* _DATA IN THIS EXERCISE_:
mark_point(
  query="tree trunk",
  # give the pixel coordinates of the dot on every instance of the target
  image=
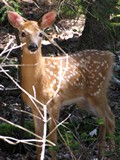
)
(97, 33)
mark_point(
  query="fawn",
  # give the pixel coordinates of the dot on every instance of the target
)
(81, 78)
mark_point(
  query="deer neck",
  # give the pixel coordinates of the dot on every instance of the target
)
(32, 66)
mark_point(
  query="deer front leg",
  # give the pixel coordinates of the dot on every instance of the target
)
(54, 116)
(39, 126)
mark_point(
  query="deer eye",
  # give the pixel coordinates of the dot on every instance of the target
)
(40, 34)
(23, 34)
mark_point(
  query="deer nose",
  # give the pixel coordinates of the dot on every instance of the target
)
(32, 47)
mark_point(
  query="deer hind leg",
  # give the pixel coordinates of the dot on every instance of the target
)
(54, 116)
(101, 107)
(110, 119)
(39, 126)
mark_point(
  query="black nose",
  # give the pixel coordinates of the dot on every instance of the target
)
(32, 47)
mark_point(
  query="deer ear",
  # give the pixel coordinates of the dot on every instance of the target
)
(15, 19)
(47, 20)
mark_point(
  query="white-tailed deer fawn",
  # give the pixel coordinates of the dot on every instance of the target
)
(77, 78)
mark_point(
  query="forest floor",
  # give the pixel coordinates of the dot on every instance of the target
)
(10, 99)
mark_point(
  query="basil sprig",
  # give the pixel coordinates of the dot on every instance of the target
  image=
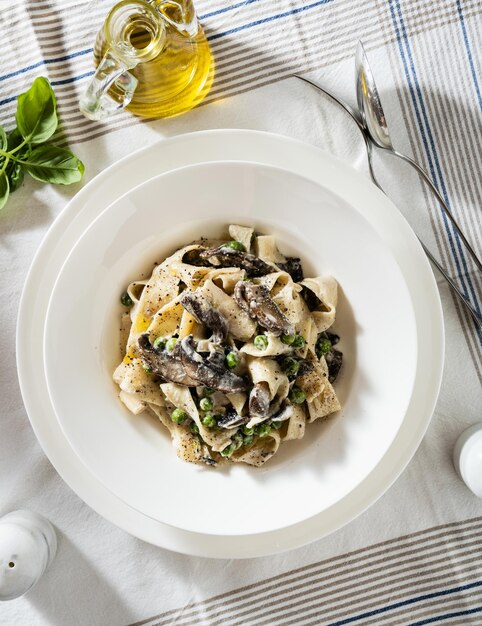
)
(24, 148)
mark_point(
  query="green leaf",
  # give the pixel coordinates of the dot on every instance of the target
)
(50, 164)
(14, 139)
(15, 175)
(3, 139)
(4, 190)
(36, 112)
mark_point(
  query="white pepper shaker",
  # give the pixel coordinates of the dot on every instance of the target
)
(468, 458)
(27, 547)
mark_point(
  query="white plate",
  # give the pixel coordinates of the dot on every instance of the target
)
(118, 179)
(148, 224)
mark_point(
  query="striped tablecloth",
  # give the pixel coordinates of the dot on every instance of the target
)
(416, 556)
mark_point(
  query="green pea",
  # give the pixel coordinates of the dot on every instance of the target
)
(208, 420)
(299, 342)
(159, 343)
(206, 404)
(263, 430)
(126, 299)
(178, 416)
(288, 339)
(170, 343)
(228, 450)
(231, 359)
(297, 395)
(261, 342)
(290, 366)
(248, 440)
(323, 346)
(234, 245)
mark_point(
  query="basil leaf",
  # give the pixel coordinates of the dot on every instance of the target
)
(14, 139)
(15, 175)
(4, 190)
(3, 139)
(36, 112)
(51, 164)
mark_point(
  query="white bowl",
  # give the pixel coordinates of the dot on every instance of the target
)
(132, 455)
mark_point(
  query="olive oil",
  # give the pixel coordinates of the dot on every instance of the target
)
(176, 68)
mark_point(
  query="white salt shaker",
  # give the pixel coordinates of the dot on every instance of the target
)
(27, 547)
(468, 458)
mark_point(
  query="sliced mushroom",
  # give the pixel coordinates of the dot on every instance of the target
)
(334, 339)
(228, 257)
(334, 360)
(168, 365)
(256, 301)
(231, 419)
(293, 267)
(259, 400)
(205, 314)
(209, 373)
(284, 412)
(193, 257)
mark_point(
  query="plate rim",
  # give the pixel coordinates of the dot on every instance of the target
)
(157, 533)
(127, 197)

* _YOUR GOAL_: Work out how many lines in the data above contain the word "fawn" and respond with that number only.

* _TASK SOLUTION_: 2